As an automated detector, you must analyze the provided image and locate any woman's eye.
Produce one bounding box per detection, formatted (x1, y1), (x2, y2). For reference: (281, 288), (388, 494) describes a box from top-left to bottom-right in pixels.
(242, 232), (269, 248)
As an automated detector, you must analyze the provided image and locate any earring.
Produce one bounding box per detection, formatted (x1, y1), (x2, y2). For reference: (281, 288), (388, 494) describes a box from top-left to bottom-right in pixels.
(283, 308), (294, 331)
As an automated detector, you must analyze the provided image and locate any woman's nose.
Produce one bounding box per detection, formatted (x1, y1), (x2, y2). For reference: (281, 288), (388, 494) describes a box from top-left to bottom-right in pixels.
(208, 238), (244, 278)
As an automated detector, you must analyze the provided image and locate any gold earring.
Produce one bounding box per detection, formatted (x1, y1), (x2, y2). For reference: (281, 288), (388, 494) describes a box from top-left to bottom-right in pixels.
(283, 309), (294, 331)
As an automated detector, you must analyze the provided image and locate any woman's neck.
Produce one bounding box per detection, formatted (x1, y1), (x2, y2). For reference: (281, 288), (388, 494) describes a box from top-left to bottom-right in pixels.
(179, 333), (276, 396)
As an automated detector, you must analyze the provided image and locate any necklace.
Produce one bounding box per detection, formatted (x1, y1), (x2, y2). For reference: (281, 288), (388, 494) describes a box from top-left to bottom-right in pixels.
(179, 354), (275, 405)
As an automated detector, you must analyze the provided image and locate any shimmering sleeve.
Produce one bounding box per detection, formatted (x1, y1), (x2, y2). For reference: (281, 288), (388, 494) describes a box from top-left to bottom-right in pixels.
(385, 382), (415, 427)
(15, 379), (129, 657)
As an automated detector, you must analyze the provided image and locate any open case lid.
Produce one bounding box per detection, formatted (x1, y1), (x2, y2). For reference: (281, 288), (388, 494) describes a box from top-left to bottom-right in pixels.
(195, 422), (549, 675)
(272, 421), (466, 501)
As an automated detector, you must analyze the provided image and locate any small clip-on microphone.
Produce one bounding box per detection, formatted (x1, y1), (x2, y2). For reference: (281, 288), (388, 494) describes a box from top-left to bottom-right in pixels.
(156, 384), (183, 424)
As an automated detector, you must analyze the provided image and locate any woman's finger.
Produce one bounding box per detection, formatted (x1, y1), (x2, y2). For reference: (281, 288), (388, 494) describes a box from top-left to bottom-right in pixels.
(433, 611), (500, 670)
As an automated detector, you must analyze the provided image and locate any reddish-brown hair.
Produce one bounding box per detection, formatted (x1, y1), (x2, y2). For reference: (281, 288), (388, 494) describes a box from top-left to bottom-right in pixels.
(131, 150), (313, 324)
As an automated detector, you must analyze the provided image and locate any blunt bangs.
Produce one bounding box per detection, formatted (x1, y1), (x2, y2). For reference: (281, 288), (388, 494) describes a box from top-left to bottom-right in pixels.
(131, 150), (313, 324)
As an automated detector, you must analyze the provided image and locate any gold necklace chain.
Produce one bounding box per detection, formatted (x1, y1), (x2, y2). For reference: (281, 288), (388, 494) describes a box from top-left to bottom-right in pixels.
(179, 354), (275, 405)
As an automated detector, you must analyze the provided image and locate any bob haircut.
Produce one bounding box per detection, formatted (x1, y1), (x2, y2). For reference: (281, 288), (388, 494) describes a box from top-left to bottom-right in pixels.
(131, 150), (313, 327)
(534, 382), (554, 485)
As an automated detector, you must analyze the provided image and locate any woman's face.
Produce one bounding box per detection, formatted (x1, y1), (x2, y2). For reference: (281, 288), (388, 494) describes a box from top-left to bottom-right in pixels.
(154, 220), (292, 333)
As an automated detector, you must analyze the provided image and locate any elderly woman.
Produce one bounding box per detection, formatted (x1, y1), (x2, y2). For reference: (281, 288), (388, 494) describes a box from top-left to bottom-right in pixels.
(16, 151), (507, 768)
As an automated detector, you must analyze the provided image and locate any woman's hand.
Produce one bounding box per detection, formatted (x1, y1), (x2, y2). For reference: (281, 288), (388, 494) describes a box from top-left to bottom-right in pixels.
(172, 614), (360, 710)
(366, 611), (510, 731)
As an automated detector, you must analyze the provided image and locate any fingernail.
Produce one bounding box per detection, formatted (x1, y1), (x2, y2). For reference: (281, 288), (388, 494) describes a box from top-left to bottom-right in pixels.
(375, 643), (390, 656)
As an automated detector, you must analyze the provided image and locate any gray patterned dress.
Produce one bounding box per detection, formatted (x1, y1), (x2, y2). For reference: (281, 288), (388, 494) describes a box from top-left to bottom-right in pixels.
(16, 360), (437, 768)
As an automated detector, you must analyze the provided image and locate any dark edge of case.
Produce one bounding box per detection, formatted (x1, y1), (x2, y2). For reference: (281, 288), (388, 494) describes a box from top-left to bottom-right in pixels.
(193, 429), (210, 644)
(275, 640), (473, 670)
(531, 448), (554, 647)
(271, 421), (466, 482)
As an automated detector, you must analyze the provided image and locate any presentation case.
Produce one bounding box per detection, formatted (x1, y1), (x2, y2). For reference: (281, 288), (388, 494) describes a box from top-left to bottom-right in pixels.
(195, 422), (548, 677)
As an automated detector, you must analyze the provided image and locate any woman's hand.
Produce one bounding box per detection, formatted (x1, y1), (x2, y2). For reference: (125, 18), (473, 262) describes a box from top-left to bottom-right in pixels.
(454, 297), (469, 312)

—————

> TASK DESCRIPTION:
Could you write out the material again, starting at its first line and ending at the line containing "(242, 232), (269, 248)", switching "automated detector" to "object detector" and leaving everything else unchanged?

> OUTPUT OF THE TASK:
As an object detector, you must analyze the provided image and locate any woman's eye.
Produce one bounding box per detection, formatted (x1, y1), (x2, y2). For reference: (281, 288), (388, 494) describes a box from top-left to bottom-right in pixels.
(242, 232), (269, 248)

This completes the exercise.